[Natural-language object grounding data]

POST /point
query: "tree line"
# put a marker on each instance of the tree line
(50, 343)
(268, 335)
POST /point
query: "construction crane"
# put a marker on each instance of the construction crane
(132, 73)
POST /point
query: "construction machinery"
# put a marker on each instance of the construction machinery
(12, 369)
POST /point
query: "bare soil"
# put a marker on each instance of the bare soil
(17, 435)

PROBLEM STATEMENT: Repeat exactly the lines from the line containing "# put a marker on each instance of the construction crane" through the last line of the records above, including both, and nothing else.

EXERCISE ANSWER:
# put a marker on each instance of the construction crane
(132, 73)
POST /point
query: "construction machinery"
# put a marker on each instance of the construction machinery
(12, 369)
POST /point
query: "bare soil"
# put a marker on each instance of the bare soil
(17, 435)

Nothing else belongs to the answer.